──────── PROVIDED INFORMATION ────────

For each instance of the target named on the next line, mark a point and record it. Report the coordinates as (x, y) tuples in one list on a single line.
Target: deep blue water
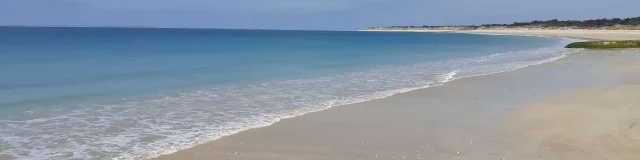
[(188, 86)]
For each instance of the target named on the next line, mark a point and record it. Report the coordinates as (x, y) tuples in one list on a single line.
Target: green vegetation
[(593, 24), (605, 44)]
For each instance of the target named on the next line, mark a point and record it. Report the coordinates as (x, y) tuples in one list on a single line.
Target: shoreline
[(229, 143), (581, 34)]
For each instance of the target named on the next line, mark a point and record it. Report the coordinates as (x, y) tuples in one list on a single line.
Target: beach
[(578, 107)]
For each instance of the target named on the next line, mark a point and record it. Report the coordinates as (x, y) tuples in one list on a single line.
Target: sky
[(301, 14)]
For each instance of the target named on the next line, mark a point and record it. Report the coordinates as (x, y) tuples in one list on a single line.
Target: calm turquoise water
[(120, 93)]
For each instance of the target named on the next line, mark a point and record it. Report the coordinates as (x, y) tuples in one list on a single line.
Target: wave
[(153, 126)]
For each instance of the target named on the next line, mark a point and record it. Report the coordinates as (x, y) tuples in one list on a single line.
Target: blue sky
[(302, 14)]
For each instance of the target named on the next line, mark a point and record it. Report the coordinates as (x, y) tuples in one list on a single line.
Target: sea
[(127, 93)]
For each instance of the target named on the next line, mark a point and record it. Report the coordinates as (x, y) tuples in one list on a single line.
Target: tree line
[(554, 23)]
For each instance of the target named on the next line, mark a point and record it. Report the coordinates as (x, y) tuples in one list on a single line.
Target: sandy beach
[(580, 107)]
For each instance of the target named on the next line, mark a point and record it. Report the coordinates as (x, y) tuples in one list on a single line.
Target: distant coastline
[(593, 24)]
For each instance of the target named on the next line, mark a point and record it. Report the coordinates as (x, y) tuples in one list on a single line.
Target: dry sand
[(578, 108), (590, 124)]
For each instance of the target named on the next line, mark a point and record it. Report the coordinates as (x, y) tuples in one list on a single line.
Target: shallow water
[(121, 93)]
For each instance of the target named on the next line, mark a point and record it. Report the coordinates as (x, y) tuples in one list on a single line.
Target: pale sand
[(590, 124), (472, 118), (585, 34)]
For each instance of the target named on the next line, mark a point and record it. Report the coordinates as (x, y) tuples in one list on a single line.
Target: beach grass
[(606, 44)]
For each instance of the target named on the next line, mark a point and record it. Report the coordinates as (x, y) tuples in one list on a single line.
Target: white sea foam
[(152, 126)]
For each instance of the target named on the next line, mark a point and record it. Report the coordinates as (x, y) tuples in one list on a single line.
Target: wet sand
[(535, 113)]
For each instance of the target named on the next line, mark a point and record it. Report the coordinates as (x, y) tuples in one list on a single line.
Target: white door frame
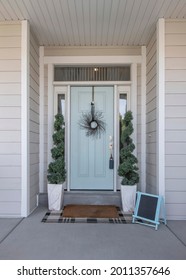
[(50, 61), (118, 89)]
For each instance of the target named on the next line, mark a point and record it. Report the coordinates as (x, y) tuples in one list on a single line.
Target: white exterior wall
[(175, 119), (151, 170), (10, 119), (34, 122)]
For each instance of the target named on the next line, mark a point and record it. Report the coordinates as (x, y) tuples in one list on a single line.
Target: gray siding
[(151, 117), (175, 119), (10, 119), (34, 122)]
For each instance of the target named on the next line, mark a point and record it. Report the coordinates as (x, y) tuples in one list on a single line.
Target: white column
[(41, 122), (160, 107), (143, 120), (134, 102), (50, 109), (25, 168)]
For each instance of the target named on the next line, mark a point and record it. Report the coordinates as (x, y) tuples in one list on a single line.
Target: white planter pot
[(128, 198), (55, 196)]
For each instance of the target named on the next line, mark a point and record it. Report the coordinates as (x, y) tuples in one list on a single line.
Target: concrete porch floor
[(29, 239)]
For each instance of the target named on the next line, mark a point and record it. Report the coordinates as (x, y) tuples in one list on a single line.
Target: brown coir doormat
[(90, 211), (59, 216)]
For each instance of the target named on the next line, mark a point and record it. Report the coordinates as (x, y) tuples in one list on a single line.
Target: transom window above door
[(91, 73)]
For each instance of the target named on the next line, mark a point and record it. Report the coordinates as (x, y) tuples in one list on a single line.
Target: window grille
[(89, 73)]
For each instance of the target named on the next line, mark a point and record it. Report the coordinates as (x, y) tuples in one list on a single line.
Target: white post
[(25, 170), (134, 102), (160, 107), (50, 109), (41, 112), (143, 120)]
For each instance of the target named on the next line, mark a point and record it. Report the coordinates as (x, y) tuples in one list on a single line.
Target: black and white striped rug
[(57, 217)]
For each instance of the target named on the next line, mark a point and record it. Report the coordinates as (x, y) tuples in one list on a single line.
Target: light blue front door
[(89, 156)]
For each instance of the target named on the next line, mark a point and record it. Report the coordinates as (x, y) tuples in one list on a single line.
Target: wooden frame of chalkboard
[(147, 210)]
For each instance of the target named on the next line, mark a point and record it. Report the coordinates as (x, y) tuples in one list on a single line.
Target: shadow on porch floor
[(30, 239)]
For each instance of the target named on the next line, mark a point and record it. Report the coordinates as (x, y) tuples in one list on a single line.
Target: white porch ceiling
[(92, 22)]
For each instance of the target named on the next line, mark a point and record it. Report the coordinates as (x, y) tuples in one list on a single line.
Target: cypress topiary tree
[(128, 166), (56, 169)]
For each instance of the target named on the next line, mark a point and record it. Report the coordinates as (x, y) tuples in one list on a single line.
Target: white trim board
[(92, 60), (161, 106), (41, 113), (25, 184)]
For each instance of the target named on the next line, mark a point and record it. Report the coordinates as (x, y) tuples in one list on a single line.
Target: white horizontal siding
[(34, 122), (151, 117), (10, 119), (175, 119)]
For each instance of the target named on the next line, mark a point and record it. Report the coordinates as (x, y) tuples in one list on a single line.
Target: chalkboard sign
[(147, 209)]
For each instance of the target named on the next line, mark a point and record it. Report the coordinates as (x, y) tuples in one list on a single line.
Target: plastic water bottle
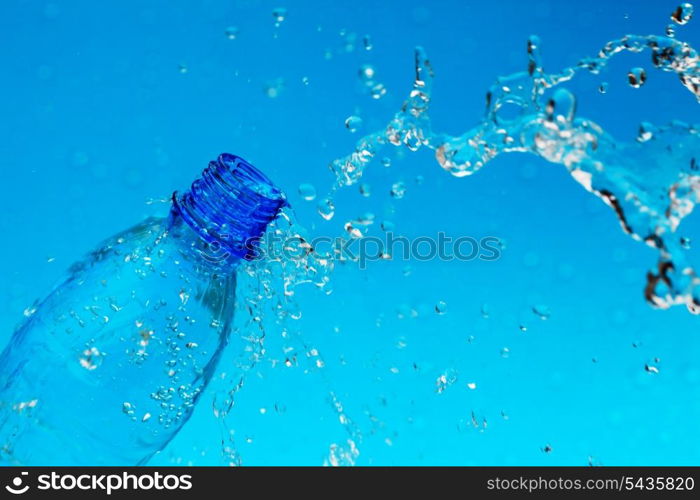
[(111, 364)]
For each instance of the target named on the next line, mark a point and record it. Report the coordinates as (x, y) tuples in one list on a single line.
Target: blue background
[(105, 106)]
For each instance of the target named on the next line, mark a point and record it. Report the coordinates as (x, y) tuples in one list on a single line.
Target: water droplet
[(561, 106), (274, 88), (231, 32), (353, 231), (649, 368), (326, 208), (353, 123), (542, 311), (279, 15), (485, 311), (682, 14), (378, 91), (398, 190), (365, 190), (91, 358), (387, 226), (128, 408), (307, 192), (367, 72), (445, 380), (646, 132), (636, 77)]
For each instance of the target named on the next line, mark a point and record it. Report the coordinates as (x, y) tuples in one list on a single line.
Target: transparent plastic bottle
[(111, 364)]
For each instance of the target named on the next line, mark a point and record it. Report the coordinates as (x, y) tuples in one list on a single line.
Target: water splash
[(267, 288), (651, 184)]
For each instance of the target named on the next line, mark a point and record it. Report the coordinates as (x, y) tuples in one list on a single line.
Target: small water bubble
[(91, 359), (326, 208), (441, 307), (378, 91), (649, 368), (367, 72), (279, 15), (485, 311), (365, 190), (387, 226), (445, 380), (561, 106), (231, 32), (353, 123), (682, 14), (646, 132), (636, 77), (398, 190), (542, 311), (274, 88), (353, 231), (307, 192)]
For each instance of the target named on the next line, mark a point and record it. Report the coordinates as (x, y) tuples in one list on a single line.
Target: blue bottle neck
[(230, 206)]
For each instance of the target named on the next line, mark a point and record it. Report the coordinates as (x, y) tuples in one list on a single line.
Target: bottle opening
[(230, 205)]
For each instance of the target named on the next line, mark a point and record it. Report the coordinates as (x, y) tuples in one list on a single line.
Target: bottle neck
[(229, 208)]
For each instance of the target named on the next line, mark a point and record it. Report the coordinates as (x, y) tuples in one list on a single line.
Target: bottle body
[(115, 358), (111, 364)]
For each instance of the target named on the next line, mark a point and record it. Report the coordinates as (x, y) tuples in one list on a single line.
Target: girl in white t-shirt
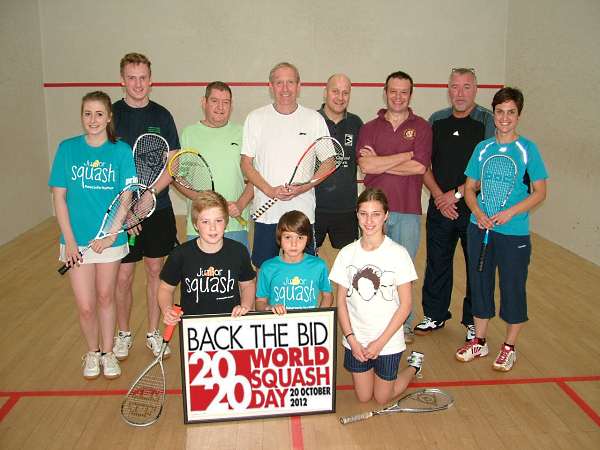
[(372, 275)]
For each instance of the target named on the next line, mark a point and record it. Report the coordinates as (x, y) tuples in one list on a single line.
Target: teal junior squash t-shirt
[(92, 176), (294, 285)]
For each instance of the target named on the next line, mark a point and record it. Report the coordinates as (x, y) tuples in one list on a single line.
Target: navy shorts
[(386, 366), (342, 228), (264, 245), (510, 254), (157, 239)]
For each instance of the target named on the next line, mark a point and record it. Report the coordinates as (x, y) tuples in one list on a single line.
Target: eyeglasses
[(463, 70)]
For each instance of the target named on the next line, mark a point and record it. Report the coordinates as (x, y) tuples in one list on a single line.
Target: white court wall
[(555, 60), (24, 146), (240, 41), (506, 41)]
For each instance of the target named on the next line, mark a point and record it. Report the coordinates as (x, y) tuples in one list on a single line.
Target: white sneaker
[(505, 359), (471, 350), (123, 341), (110, 366), (91, 365), (415, 359), (154, 343), (470, 333)]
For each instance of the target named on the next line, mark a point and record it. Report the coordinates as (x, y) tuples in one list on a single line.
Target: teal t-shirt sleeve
[(490, 127), (472, 170), (535, 164), (58, 175), (324, 284), (264, 277)]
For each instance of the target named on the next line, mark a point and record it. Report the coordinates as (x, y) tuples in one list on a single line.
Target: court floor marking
[(297, 435)]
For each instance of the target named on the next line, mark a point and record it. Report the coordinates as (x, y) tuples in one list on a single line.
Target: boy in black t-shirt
[(215, 273)]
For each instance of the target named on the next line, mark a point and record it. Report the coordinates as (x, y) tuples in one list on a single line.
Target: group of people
[(397, 152)]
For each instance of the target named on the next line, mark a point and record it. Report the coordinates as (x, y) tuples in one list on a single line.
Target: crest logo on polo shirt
[(410, 134), (348, 140)]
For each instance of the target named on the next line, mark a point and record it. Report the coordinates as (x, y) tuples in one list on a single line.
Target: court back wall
[(82, 41), (24, 143), (240, 42)]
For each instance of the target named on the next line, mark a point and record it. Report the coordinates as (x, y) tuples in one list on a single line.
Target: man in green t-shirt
[(220, 143)]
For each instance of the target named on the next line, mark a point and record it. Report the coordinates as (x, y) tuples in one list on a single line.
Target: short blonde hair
[(135, 58), (206, 200), (282, 65)]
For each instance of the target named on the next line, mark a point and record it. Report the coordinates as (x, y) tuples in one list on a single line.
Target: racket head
[(190, 170), (127, 210), (424, 400), (145, 399), (150, 154), (498, 178), (319, 161)]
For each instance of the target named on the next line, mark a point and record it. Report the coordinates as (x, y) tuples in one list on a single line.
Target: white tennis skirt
[(110, 254)]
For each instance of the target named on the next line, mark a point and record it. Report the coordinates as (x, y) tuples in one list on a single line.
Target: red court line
[(8, 406), (246, 84), (580, 402), (297, 435), (457, 383)]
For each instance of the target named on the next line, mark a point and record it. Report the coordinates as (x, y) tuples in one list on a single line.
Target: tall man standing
[(394, 151), (336, 196), (220, 143), (275, 136), (456, 132), (133, 116)]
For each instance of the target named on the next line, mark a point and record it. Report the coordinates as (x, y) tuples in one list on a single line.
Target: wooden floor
[(550, 400)]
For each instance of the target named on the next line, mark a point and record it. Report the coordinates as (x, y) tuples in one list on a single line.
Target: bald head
[(337, 96)]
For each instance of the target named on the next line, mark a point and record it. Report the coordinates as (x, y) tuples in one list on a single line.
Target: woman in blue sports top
[(88, 171), (509, 245)]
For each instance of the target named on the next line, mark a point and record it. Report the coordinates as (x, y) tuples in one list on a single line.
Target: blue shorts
[(265, 247), (386, 366), (510, 254)]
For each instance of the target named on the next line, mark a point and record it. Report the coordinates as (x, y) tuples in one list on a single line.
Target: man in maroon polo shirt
[(394, 151)]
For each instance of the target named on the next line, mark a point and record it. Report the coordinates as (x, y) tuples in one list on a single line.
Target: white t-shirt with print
[(372, 279)]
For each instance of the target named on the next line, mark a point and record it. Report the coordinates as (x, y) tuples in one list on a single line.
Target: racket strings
[(323, 158), (144, 400), (150, 156), (190, 171), (129, 210), (427, 400), (498, 177)]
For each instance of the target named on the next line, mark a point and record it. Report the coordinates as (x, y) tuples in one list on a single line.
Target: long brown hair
[(373, 195)]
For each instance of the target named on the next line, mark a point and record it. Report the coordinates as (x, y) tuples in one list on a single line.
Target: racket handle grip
[(170, 328), (482, 253), (260, 211), (355, 418), (64, 269)]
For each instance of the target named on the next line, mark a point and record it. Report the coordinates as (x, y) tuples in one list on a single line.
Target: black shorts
[(157, 239), (341, 226)]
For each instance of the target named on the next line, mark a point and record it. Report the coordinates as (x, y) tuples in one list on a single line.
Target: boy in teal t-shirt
[(294, 280)]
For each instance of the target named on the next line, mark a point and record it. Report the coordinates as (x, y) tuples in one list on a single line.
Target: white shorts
[(110, 254)]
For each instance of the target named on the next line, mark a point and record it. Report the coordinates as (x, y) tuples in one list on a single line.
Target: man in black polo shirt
[(335, 212), (456, 132), (134, 115)]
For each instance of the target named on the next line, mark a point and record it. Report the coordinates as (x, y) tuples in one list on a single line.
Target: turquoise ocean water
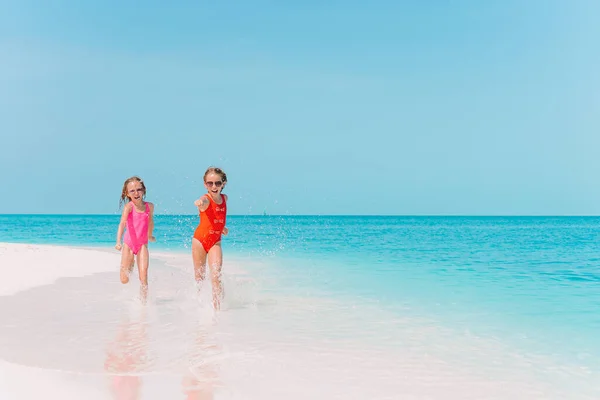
[(528, 284)]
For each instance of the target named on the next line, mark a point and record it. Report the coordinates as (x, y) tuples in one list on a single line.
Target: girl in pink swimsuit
[(138, 219)]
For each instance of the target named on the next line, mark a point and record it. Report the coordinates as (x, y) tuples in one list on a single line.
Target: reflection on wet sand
[(126, 357), (202, 379)]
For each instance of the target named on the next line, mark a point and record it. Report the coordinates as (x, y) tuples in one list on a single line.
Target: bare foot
[(125, 274)]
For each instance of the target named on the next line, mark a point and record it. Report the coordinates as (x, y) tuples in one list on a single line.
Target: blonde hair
[(217, 171), (124, 198)]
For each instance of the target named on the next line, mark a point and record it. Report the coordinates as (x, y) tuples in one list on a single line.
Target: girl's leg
[(126, 263), (215, 263), (143, 261), (199, 257)]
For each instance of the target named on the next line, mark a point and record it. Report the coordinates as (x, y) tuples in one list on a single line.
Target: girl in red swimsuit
[(206, 242)]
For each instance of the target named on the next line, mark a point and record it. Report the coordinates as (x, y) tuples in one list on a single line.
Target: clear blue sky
[(322, 107)]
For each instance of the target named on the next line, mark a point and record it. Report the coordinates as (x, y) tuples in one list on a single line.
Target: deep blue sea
[(529, 283)]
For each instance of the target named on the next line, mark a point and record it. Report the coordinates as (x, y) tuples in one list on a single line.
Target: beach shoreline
[(70, 324)]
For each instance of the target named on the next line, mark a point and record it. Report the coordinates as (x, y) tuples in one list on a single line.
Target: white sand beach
[(70, 330)]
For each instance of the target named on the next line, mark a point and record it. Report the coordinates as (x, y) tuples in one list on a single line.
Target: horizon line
[(332, 215)]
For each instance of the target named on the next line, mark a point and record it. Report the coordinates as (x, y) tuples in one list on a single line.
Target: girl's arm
[(202, 203), (151, 223), (124, 215), (225, 230)]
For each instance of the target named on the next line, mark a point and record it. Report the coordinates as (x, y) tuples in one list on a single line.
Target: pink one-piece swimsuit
[(136, 233)]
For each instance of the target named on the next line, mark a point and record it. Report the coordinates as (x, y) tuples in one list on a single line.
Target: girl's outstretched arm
[(202, 203), (151, 223), (124, 215)]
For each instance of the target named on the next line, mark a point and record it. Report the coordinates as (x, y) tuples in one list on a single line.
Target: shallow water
[(334, 307)]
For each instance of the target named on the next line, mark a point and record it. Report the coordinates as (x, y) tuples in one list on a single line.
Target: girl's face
[(135, 192), (214, 183)]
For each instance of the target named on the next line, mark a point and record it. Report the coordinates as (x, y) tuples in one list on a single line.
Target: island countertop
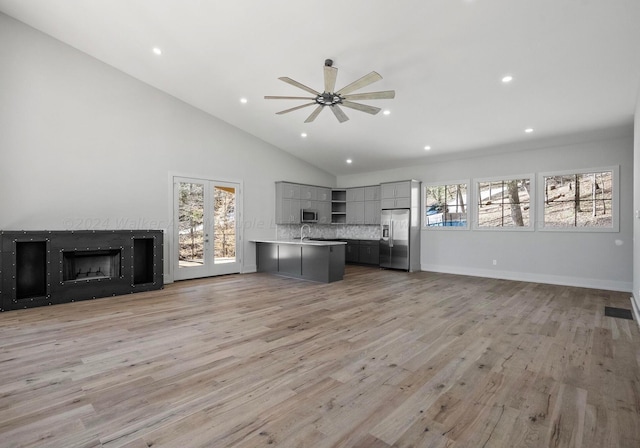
[(320, 261), (306, 242)]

────────

JOB:
Count the lines in the records above that contain the word "shoreline". Reply with the number alone.

WRITTEN RESPONSE:
2